Supplied material:
◆ ◆ ◆ ◆

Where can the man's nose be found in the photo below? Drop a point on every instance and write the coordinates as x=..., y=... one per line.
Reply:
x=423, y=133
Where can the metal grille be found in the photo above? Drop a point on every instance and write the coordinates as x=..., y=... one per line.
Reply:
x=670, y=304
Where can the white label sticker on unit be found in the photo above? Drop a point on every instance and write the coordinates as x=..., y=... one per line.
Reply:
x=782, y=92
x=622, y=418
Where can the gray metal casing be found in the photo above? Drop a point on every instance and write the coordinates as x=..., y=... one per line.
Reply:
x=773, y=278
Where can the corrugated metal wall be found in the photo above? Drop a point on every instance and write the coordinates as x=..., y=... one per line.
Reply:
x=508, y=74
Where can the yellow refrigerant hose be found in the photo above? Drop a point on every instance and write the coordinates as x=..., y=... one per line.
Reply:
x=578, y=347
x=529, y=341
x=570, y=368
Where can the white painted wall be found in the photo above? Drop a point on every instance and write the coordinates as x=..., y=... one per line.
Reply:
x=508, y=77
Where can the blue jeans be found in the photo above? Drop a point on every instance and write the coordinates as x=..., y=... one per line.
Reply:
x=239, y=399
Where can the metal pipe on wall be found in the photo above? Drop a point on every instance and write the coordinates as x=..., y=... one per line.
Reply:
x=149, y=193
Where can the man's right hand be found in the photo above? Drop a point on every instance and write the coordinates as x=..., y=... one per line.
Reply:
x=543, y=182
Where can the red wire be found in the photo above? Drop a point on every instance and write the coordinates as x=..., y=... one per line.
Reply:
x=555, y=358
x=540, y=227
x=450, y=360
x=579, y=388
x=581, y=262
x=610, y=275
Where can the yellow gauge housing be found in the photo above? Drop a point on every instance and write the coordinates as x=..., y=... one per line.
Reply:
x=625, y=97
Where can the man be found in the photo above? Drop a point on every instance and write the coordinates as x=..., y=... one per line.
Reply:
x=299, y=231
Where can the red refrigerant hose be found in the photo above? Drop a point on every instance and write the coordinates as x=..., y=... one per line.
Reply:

◆ ◆ ◆ ◆

The exercise:
Rewrite the listing above with every "Drop a point" changed to "Place a marker" and nothing else altered.

Task response:
Where can the man's nose be found in the photo below? Place a marker on every instance and write the coordinates as x=..., y=... one per line.
Reply:
x=423, y=133
Where can the metal grille be found in the photo above? Place a marker on every instance and write the coordinates as x=..., y=... one per line.
Reply:
x=670, y=304
Where can the white label sticker on unit be found in the photo above? Place a marker on every instance and write the coordinates as x=..., y=... one per line.
Reply:
x=782, y=92
x=622, y=418
Where can the gray metal casing be found in the photo above? Place a marker on every instance and write the coordinates as x=..., y=... one per line.
Reply:
x=773, y=278
Where can the corrugated metal wall be found in the photo above? Place a marker on every instance and write the coordinates as x=..., y=... one per line.
Reply:
x=508, y=74
Where can the yellow refrigerant hose be found in the photo above? Place a marker on every instance and write the coordinates as x=..., y=... one per line.
Reply:
x=578, y=347
x=529, y=341
x=570, y=368
Where can the white painted wall be found in the photo above? Place a marker on every instance and write the coordinates as x=..., y=... one per line.
Reply:
x=508, y=77
Where can the blue jeans be found in the photo above? Place a marker on every instance and write the coordinates as x=..., y=... one per line.
Reply:
x=239, y=399
Where can the metal pipe on wall be found in the photo above? Place a marker on every instance and write the coordinates as x=..., y=... one per line.
Reply:
x=149, y=193
Where can the man's right hand be found in the photo above? Place a marker on every instance and write the coordinates as x=..., y=... one per line.
Reply:
x=543, y=182
Where can the red wire be found in the photo above? Place a marker on every instance and write the coordinates as x=..., y=... one per line.
Reply:
x=555, y=358
x=540, y=227
x=450, y=360
x=579, y=388
x=581, y=262
x=610, y=275
Where can the yellow gauge housing be found in the photo above? Place a marker on every instance and write the coordinates as x=..., y=... one per line.
Reply:
x=625, y=97
Where can the man be found in the photo above? Place a marker on every instance and write the coordinates as x=..., y=... one per line.
Reply:
x=299, y=231
Where can the red refrigerant hose be found in the photo above? Place a marker on every instance and write the coordinates as x=..., y=... one per line.
Reply:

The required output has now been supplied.